LifestylePREMIUM

The growing pains of growing old: a collection of short stories

Ageing has got your number, whether it’s breathing down your neck in your 30s or introducing you to a whole new set of indignities decades later

It can be a shock to realise that when people look at you, they don't see the timeless person inside who feels no older than they did at 32, but rather a grey-haired pensioner.
It can be a shock to realise that when people look at you, they don't see the timeless person inside who feels no older than they did at 32, but rather a grey-haired pensioner. (123RF/Tommaso Lizzul)

I AM OF THE NATURE TO GROW OLD: ANTON FERREIRA

Try this simple experiment: look in a mirror. If, like me, you turn 65 on November 1, which is, like, this Friday, you will see thinning grey hair, a receding hairline, crow's feet, sagging flesh and inexplicable random blemishes that weren't there last year.

When I do this mirror exercise, I take in the signs of physical age, and I also think "how weird" - I look like Methuselah, yet I also haven't aged a bit since I first took an obsessive interest in my own reflection in the Clearasil era.

My body has aged, no getting away from it, as have the brain functions, emotions and feelings to which it gives a home, but something in me is the same age it always was. Something in me, and in all of us. It's difficult to define what that something is - some people might call it the soul; Buddhist teachers often call it awareness. They say one can take refuge in it, and it's always nice to have somewhere to do that.

It's the thing that makes mindfulness possible.

My body has aged, no getting away from it ... but something in me is the same age it always was

In the platteland area where I live, younger people - and most people are younger than me, nowadays - often call me oom or oubaas. I instinctively glance over my shoulder to see who it is they are talking to, but then I realise they are addressing me. They see the Anton who has grey hair and wrinkles, who apparently deserves respect merely for having survived so long; they don't see the timeless Anton who feels no older than he did at 10 or at 32.

Listed entries:
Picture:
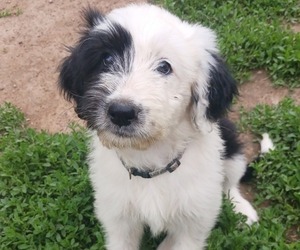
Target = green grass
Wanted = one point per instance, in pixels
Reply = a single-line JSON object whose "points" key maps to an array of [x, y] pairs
{"points": [[45, 196], [251, 34]]}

Tasks to perform:
- 1) Can you transcribe the article on growing old in full, word for word?
- 2) Could you express the records below the article on growing old as a two-column CSV with the columns "prompt" and "answer", one row per record, where each field is quoted and its line breaks become spaces? Leave the pictures out.

Exercise responses:
- 1)
LifestylePREMIUM

The growing pains of growing old: a collection of short stories

Ageing has got your number, whether it’s breathing down your neck in your 30s or introducing you to a whole new set of indignities decades later

It can be a shock to realise that when people look at you, they don't see the timeless person inside who feels no older than they did at 32, but rather a grey-haired pensioner.
It can be a shock to realise that when people look at you, they don't see the timeless person inside who feels no older than they did at 32, but rather a grey-haired pensioner. (123RF/Tommaso Lizzul)

I AM OF THE NATURE TO GROW OLD: ANTON FERREIRA

Try this simple experiment: look in a mirror. If, like me, you turn 65 on November 1, which is, like, this Friday, you will see thinning grey hair, a receding hairline, crow's feet, sagging flesh and inexplicable random blemishes that weren't there last year.

When I do this mirror exercise, I take in the signs of physical age, and I also think "how weird" - I look like Methuselah, yet I also haven't aged a bit since I first took an obsessive interest in my own reflection in the Clearasil era.

My body has aged, no getting away from it, as have the brain functions, emotions and feelings to which it gives a home, but something in me is the same age it always was. Something in me, and in all of us. It's difficult to define what that something is - some people might call it the soul; Buddhist teachers often call it awareness. They say one can take refuge in it, and it's always nice to have somewhere to do that.

It's the thing that makes mindfulness possible.

My body has aged, no getting away from it ... but something in me is the same age it always was

In the platteland area where I live, younger people - and most people are younger than me, nowadays - often call me oom or oubaas. I instinctively glance over my shoulder to see who it is they are talking to, but then I realise they are addressing me. They see the Anton who has grey hair and wrinkles, who apparently deserves respect merely for having survived so long; they don't see the timeless Anton who feels no older than he did at 10 or at 32.

- 2)
prompt,answer
"Picture: Target = green grass Wanted = one point per instance, in pixels Reply = a single-line JSON object whose ""points"" key maps to an array of [x, y] pairs","{""points"": [[45, 196], [251, 34]]}"